+/**
+ * txgbe_fill_cluster_head_buf - fill the first mbuf of the returned packet
+ *
+ * Fill the following info in the HEAD buffer of the Rx cluster:
+ * - RX port identifier
+ * - hardware offload data, if any:
+ * - RSS flag & hash
+ * - IP checksum flag
+ * - VLAN TCI, if any
+ * - error flags
+ * @head HEAD of the packet cluster
+ * @desc HW descriptor to get data from
+ * @rxq Pointer to the Rx queue
+ */
+static inline void
+txgbe_fill_cluster_head_buf(struct rte_mbuf *head, struct txgbe_rx_desc *desc,
+ struct txgbe_rx_queue *rxq, uint32_t staterr)
+{
+ uint32_t pkt_info;
+ uint64_t pkt_flags;
+
+ head->port = rxq->port_id;
+
+ /* The vlan_tci field is only valid when PKT_RX_VLAN is
+ * set in the pkt_flags field.
+ */
+ head->vlan_tci = rte_le_to_cpu_16(desc->qw1.hi.tag);
+ pkt_info = rte_le_to_cpu_32(desc->qw0.dw0);
+ pkt_flags = rx_desc_status_to_pkt_flags(staterr, rxq->vlan_flags);
+ pkt_flags |= rx_desc_error_to_pkt_flags(staterr);
+ pkt_flags |= txgbe_rxd_pkt_info_to_pkt_flags(pkt_info);
+ head->ol_flags = pkt_flags;
+ head->packet_type = txgbe_rxd_pkt_info_to_pkt_type(pkt_info,
+ rxq->pkt_type_mask);
+
+ if (likely(pkt_flags & PKT_RX_RSS_HASH)) {
+ head->hash.rss = rte_le_to_cpu_32(desc->qw0.dw1);
+ } else if (pkt_flags & PKT_RX_FDIR) {
+ head->hash.fdir.hash = rte_le_to_cpu_16(desc->qw0.hi.csum)
+ & TXGBE_ATR_HASH_MASK;
+ head->hash.fdir.id = rte_le_to_cpu_16(desc->qw0.hi.ipid);
+ }
+}
+
+/**
+ * txgbe_recv_pkts_lro - receive handler for and LRO case.
+ *
+ * @rx_queue Rx queue handle
+ * @rx_pkts table of received packets
+ * @nb_pkts size of rx_pkts table
+ * @bulk_alloc if TRUE bulk allocation is used for a HW ring refilling
+ *
+ * Handles the Rx HW ring completions when RSC feature is configured. Uses an
+ * additional ring of txgbe_rsc_entry's that will hold the relevant RSC info.

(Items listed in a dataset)
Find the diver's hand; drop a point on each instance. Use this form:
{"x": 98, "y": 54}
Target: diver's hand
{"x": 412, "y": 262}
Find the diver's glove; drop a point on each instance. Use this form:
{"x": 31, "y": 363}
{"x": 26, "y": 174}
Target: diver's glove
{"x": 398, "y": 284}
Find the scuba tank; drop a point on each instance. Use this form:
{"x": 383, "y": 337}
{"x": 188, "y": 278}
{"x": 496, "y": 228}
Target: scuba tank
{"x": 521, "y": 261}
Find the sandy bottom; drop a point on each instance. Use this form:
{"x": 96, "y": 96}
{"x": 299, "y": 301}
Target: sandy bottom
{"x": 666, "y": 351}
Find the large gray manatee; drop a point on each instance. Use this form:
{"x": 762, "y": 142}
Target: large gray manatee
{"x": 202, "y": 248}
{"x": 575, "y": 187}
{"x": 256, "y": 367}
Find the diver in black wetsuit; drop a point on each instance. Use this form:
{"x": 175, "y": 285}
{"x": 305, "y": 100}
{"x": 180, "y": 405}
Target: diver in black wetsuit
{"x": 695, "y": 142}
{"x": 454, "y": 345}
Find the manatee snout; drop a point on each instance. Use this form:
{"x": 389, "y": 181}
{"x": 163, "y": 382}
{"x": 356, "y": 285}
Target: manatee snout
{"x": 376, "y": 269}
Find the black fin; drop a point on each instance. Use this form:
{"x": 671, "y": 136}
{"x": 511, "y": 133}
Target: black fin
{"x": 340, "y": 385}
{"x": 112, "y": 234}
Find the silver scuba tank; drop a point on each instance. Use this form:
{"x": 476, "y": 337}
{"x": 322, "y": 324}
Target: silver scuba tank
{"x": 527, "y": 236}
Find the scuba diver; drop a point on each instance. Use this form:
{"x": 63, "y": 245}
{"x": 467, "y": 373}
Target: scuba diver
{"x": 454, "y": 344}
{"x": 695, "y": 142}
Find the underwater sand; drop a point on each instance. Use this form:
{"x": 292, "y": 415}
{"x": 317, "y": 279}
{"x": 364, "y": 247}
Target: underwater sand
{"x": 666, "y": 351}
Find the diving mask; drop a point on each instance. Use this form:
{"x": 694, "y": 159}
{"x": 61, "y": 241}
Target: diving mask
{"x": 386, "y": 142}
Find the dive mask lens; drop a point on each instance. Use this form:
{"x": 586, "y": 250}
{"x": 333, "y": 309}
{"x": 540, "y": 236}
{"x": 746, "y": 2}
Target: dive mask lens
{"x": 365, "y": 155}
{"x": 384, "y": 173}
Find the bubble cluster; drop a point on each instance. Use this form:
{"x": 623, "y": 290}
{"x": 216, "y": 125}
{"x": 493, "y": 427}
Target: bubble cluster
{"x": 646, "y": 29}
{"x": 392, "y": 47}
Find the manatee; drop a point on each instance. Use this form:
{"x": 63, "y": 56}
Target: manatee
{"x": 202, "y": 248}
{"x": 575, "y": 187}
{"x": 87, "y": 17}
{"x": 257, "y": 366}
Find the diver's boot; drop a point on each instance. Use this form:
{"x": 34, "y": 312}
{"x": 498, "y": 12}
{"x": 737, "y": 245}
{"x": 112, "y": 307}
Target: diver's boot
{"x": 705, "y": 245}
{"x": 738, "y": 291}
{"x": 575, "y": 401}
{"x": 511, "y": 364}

...

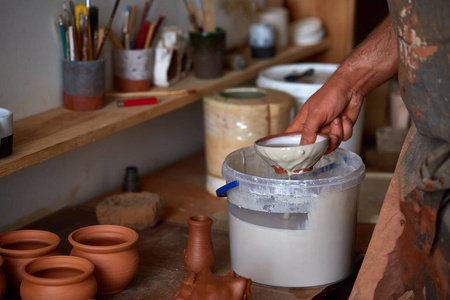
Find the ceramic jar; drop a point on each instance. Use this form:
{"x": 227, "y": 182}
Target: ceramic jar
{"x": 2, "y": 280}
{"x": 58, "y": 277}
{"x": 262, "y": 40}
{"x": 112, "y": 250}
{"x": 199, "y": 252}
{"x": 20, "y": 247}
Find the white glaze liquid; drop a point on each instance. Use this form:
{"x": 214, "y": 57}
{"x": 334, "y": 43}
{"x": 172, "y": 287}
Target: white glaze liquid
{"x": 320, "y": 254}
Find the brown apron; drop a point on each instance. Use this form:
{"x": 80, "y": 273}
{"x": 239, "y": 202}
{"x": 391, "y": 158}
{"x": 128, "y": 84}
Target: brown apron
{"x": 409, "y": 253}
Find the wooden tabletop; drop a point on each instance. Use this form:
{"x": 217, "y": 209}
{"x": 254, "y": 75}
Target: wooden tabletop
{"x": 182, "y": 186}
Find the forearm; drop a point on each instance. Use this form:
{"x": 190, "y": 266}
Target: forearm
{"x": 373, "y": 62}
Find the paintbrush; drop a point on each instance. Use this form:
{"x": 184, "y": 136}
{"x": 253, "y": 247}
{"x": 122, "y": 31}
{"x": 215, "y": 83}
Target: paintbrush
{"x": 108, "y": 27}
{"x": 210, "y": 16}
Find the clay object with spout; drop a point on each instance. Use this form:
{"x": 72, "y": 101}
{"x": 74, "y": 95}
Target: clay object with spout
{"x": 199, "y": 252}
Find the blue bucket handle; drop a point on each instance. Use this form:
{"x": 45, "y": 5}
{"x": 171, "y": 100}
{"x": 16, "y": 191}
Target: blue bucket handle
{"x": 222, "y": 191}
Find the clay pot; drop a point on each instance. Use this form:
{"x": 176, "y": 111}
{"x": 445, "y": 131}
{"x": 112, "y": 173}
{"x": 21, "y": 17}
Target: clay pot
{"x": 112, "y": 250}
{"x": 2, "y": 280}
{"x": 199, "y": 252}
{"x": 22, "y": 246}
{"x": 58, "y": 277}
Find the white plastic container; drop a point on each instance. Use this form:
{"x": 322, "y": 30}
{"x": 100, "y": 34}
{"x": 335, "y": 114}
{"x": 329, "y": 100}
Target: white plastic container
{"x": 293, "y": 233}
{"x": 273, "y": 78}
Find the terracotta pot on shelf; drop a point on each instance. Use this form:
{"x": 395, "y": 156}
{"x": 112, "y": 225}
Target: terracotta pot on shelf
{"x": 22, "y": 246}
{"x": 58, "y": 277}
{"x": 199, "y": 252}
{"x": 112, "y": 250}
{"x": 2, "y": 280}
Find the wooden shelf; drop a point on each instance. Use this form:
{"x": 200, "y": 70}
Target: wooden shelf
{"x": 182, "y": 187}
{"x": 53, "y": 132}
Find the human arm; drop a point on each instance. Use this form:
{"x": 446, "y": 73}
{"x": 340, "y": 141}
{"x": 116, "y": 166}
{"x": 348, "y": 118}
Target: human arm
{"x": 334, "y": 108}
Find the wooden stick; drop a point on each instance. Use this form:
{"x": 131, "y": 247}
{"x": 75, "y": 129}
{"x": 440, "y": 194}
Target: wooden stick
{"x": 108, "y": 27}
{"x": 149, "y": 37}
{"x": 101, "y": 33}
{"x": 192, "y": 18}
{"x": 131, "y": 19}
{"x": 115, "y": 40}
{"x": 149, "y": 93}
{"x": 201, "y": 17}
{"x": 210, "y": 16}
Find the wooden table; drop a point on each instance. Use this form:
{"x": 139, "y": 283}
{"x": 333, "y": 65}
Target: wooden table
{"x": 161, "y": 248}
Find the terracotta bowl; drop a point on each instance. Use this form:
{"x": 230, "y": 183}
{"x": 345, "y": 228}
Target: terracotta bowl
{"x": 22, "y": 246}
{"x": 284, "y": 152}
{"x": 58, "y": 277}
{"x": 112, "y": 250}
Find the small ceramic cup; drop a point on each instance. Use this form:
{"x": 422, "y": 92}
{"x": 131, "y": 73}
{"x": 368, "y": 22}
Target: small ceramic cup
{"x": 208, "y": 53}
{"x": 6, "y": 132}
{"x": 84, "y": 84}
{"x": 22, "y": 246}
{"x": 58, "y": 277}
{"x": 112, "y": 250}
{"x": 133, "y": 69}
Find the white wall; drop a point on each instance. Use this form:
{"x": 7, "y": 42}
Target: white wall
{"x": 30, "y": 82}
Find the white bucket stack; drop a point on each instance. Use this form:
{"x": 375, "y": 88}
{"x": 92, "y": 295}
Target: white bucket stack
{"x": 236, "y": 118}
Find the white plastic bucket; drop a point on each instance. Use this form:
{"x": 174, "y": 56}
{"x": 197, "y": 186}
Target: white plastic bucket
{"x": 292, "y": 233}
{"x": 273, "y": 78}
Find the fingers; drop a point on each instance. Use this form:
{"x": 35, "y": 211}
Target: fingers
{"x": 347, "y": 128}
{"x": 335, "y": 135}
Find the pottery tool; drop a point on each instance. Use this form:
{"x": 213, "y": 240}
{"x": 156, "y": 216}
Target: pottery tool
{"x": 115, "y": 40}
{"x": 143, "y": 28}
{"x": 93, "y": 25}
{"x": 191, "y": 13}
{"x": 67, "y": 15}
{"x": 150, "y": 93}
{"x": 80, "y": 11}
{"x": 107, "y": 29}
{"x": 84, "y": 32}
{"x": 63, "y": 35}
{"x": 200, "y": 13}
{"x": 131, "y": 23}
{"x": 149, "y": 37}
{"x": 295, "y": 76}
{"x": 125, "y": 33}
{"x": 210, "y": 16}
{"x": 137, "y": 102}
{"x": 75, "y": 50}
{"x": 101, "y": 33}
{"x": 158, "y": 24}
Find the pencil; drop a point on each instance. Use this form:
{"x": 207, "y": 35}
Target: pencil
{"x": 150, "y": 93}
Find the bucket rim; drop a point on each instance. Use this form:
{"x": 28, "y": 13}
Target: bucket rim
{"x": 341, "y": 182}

...

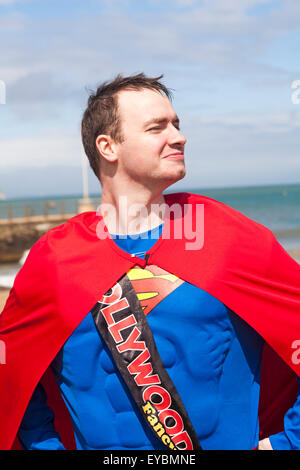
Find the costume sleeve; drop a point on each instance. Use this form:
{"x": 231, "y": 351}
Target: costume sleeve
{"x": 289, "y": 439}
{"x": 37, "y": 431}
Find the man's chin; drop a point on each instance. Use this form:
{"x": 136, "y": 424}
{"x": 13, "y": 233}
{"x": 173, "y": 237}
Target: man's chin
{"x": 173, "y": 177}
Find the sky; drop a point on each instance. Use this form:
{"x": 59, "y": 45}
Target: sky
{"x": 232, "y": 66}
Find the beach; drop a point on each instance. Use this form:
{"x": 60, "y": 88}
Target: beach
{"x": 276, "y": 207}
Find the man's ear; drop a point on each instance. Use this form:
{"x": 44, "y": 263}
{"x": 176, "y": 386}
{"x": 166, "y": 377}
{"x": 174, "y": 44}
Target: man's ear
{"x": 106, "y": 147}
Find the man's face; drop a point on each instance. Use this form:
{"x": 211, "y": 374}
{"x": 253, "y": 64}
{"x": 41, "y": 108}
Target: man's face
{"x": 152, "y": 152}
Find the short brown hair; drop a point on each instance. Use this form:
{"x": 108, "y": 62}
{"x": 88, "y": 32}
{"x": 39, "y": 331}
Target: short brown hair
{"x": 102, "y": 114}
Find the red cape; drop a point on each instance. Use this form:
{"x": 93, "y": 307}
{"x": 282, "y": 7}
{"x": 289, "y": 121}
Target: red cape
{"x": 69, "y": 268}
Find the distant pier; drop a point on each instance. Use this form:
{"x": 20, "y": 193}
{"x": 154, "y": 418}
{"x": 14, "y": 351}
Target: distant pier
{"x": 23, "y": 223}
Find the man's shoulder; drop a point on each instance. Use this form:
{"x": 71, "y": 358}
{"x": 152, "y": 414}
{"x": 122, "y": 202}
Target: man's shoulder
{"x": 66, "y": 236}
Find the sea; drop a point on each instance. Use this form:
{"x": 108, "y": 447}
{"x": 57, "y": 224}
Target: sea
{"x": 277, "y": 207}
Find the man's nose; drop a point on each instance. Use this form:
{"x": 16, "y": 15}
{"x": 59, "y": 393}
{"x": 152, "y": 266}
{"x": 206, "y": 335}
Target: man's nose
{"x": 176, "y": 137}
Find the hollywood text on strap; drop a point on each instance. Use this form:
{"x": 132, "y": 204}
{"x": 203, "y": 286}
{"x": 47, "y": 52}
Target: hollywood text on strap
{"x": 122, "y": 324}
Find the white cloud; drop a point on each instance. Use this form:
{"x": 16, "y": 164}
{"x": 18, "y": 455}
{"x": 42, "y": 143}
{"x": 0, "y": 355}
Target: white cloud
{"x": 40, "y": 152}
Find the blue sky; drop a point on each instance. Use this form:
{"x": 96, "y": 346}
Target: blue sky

(Tasks and exercises):
• a. In the txgbe receive code, when is the vlan_tci field valid?
• b. Write the next part of the txgbe receive code, picking up right after its last line.

(Answers to the exercises):
• a. Only when PKT_RX_VLAN is set in the pkt_flags field.

• b.
+ *
+ * We use the same logic as in Linux and in FreeBSD txgbe drivers:
+ * 1) When non-EOP RSC completion arrives:
+ * a) Update the HEAD of the current RSC aggregation cluster with the new
+ * segment's data length.
+ * b) Set the "next" pointer of the current segment to point to the segment
+ * at the NEXTP index.
+ * c) Pass the HEAD of RSC aggregation cluster on to the next NEXTP entry
+ * in the sw_rsc_ring.
+ * 2) When EOP arrives we just update the cluster's total length and offload
+ * flags and deliver the cluster up to the upper layers. In our case - put it
+ * in the rx_pkts table.
+ *
+ * Returns the number of received packets/clusters (according to the "bulk
+ * receive" interface).
+ */
+static inline uint16_t
+txgbe_recv_pkts_lro(void *rx_queue, struct rte_mbuf **rx_pkts, uint16_t nb_pkts,
+ bool bulk_alloc)
+{
+ struct txgbe_rx_queue *rxq = rx_queue;
+ struct rte_eth_dev *dev = &rte_eth_devices[rxq->port_id];
+ volatile struct txgbe_rx_desc *rx_ring = rxq->rx_ring;
+ struct txgbe_rx_entry *sw_ring = rxq->sw_ring;
+ struct txgbe_scattered_rx_entry *sw_sc_ring = rxq->sw_sc_ring;
+ uint16_t rx_id = rxq->rx_tail;
+ uint16_t nb_rx = 0;
+ uint16_t nb_hold = rxq->nb_rx_hold;
+ uint16_t prev_id = rxq->rx_tail;
+
+ while (nb_rx < nb_pkts) {
+ bool eop;
+ struct txgbe_rx_entry *rxe;
+ struct txgbe_scattered_rx_entry *sc_entry;
+ struct txgbe_scattered_rx_entry *next_sc_entry = NULL;
+ struct txgbe_rx_entry *next_rxe = NULL;
+ struct rte_mbuf *first_seg;
+ struct rte_mbuf *rxm;
+ struct rte_mbuf *nmb = NULL;
+ struct txgbe_rx_desc rxd;
+ uint16_t data_len;
+ uint16_t next_id;
+ volatile struct txgbe_rx_desc *rxdp;
+ uint32_t staterr;
+
+next_desc:
+ /*
+ * The code in this whole file uses the volatile pointer to
+ * ensure the read ordering of the status and the rest of the
+ * descriptor fields (on the compiler level only!!!). This is so
+ * UGLY - why not to just use the compiler barrier instead? DPDK
+ * even has the rte_compiler_barrier() for that.
+ *
+ * But most importantly this is just wrong because this doesn't
+ * ensure memory ordering in a general case at all. For
+ * instance, DPDK is supposed to work on Power CPUs where
+ * compiler barrier may just not be enough!
+ *
+ * I tried to write only this function properly to have a
+ * starting point (as a part of an LRO/RSC series) but the
+ * compiler cursed at me when I tried to cast away the
+ * "volatile" from rx_ring (yes, it's volatile too!!!). So, I'm
+ * keeping it the way it is for now.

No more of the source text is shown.